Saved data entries
=== Begin Enclosure ===

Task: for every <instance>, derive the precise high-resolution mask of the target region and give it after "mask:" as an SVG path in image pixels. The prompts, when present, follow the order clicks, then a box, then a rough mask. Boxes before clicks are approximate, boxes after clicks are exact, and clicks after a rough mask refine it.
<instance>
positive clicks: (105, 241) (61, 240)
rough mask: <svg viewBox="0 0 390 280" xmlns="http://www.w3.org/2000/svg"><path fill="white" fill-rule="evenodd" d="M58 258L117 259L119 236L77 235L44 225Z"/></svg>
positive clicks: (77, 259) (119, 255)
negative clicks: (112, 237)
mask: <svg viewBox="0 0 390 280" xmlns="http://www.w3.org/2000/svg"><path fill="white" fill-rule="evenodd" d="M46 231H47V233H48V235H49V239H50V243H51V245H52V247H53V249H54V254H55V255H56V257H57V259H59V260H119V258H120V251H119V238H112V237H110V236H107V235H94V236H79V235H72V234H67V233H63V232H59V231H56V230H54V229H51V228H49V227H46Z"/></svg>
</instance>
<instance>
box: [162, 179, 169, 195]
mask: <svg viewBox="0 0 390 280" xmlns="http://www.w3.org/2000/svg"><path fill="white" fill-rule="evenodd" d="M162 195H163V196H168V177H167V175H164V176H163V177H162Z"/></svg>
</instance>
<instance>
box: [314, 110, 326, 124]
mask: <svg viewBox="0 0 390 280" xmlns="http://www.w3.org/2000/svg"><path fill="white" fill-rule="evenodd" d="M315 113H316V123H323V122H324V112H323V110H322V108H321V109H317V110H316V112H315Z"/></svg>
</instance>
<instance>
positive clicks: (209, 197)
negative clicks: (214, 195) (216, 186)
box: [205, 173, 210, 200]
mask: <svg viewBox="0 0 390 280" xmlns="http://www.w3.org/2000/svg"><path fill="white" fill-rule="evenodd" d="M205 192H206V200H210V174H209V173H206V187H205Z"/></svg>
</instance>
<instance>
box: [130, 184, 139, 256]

=== End Enclosure ===

▶ ACTIVITY
Turn every line of the entries above into a numbered list, leaving out any blank lines.

▶ OUTPUT OF THE TASK
1. Task: for every <instance>, derive the precise high-resolution mask of the target region and give it after "mask:" as an SVG path in image pixels. The prompts, when present, follow the order clicks, then a box, then a rough mask. Boxes before clicks are approximate, boxes after clicks are exact, and clicks after a rough mask refine it.
2. <instance>
3. positive clicks: (105, 241) (61, 240)
4. rough mask: <svg viewBox="0 0 390 280" xmlns="http://www.w3.org/2000/svg"><path fill="white" fill-rule="evenodd" d="M58 258L117 259L119 236L77 235L44 225Z"/></svg>
5. positive clicks: (77, 259) (119, 255)
6. negative clicks: (112, 237)
7. mask: <svg viewBox="0 0 390 280" xmlns="http://www.w3.org/2000/svg"><path fill="white" fill-rule="evenodd" d="M46 231H47V233H48V235H49V239H50V243H51V245H52V247H53V249H54V254H55V255H56V257H57V259H59V260H119V258H120V251H119V238H112V237H110V236H107V235H94V236H79V235H72V234H67V233H63V232H59V231H56V230H54V229H51V228H49V227H46Z"/></svg>
8. </instance>
9. <instance>
10. box: [162, 179, 169, 195]
11. mask: <svg viewBox="0 0 390 280" xmlns="http://www.w3.org/2000/svg"><path fill="white" fill-rule="evenodd" d="M162 195H163V196H168V177H167V175H164V176H163V177H162Z"/></svg>
12. </instance>
13. <instance>
14. box: [314, 110, 326, 124]
15. mask: <svg viewBox="0 0 390 280" xmlns="http://www.w3.org/2000/svg"><path fill="white" fill-rule="evenodd" d="M315 113H316V123H323V122H324V112H323V110H322V108H321V109H317V110H316V112H315Z"/></svg>
16. </instance>
17. <instance>
18. positive clicks: (209, 197)
19. negative clicks: (214, 195) (216, 186)
20. box: [205, 173, 210, 200]
21. mask: <svg viewBox="0 0 390 280" xmlns="http://www.w3.org/2000/svg"><path fill="white" fill-rule="evenodd" d="M205 192H206V200H210V174H209V173H206V187H205Z"/></svg>
22. </instance>
23. <instance>
24. box: [130, 184, 139, 256]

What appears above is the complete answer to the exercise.